Exercise task: Reproduce the items from the line containing "Put a point on every instance of the knee" through the line containing "[(870, 257), (505, 546), (1098, 328)]", inclusive, changing "instance" to "occurrence" and leaving everything else the same.

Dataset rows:
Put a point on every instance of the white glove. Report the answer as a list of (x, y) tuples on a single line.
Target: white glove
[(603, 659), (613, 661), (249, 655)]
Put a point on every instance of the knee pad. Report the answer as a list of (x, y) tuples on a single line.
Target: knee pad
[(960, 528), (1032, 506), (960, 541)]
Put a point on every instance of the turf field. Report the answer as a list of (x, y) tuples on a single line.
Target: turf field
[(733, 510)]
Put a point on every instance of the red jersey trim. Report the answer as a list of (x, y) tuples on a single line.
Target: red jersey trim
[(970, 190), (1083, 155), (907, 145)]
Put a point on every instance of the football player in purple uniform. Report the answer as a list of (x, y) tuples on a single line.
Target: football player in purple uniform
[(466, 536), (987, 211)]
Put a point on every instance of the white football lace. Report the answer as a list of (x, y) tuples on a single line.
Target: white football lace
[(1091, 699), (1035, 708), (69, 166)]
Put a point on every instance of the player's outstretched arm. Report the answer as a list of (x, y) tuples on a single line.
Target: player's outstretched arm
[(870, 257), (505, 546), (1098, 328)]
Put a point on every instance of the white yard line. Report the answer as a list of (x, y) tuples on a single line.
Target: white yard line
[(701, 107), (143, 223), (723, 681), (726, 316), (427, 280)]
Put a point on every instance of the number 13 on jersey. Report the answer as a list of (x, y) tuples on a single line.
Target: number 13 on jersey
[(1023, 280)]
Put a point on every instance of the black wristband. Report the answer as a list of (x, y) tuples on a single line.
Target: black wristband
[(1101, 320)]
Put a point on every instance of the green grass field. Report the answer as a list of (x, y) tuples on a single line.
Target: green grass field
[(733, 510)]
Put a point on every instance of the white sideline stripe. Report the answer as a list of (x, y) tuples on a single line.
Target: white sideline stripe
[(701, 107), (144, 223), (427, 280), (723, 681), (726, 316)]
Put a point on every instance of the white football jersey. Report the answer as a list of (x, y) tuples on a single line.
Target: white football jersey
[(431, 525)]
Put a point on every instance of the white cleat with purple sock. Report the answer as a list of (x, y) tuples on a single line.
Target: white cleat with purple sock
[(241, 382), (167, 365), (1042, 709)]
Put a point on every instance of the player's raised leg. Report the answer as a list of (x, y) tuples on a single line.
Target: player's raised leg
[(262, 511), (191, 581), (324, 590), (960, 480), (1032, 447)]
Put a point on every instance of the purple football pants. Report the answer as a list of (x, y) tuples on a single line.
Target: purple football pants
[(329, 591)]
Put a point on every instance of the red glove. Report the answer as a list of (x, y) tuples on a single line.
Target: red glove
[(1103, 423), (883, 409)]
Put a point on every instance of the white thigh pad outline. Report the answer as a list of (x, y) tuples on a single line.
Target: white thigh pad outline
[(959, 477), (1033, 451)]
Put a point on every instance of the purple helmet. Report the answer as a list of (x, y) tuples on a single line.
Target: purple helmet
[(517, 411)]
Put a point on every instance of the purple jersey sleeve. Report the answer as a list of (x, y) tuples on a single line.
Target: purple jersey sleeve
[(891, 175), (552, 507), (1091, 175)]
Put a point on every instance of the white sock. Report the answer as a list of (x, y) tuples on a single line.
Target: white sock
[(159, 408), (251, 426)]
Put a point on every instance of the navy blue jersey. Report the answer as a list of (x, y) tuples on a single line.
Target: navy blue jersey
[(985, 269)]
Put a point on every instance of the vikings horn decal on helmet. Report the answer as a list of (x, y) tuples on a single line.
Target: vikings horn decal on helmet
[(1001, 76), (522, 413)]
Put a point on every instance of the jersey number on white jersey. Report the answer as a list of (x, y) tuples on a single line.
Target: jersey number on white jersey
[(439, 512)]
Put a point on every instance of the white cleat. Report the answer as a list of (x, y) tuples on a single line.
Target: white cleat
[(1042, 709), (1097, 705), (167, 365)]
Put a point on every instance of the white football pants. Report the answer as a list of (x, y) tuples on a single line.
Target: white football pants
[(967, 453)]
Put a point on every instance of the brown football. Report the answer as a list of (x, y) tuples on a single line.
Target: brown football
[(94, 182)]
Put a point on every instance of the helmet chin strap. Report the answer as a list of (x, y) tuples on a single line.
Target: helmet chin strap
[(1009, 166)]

Written reply:
Put a point on every occurrence of the knee pad. Report the answer as a list of (x, y) tuples on a single line.
Target: knee pad
[(960, 528), (1032, 506), (960, 541)]
Put a point on every occurrence of the turf field. Report the answer as a list of (x, y) tuples on a single line.
Target: turf field
[(733, 510)]
Put a point on every occurrence of the red jersey trim. Report the answer as a list of (x, y) tuples on a single line.
Target: red jersey trim
[(970, 190), (1083, 155), (907, 145)]
Put a point on every occurrence of the football player in purple uniform. Report the answer as a list of (x, y) tuples on a single line.
Target: football player in purple uniform
[(466, 536), (987, 211)]
Put a point on every occurrence of the white football lace. Report the answer as a list of (x, y) tuples on a single line.
Target: white football lace
[(1091, 699), (1035, 708), (69, 166)]
Put a point on every occurrence of the player's outstretched arm. Report the answer as a list of (x, y) tuples on a single line.
Target: player's outstretched arm
[(870, 257), (505, 546), (1098, 328)]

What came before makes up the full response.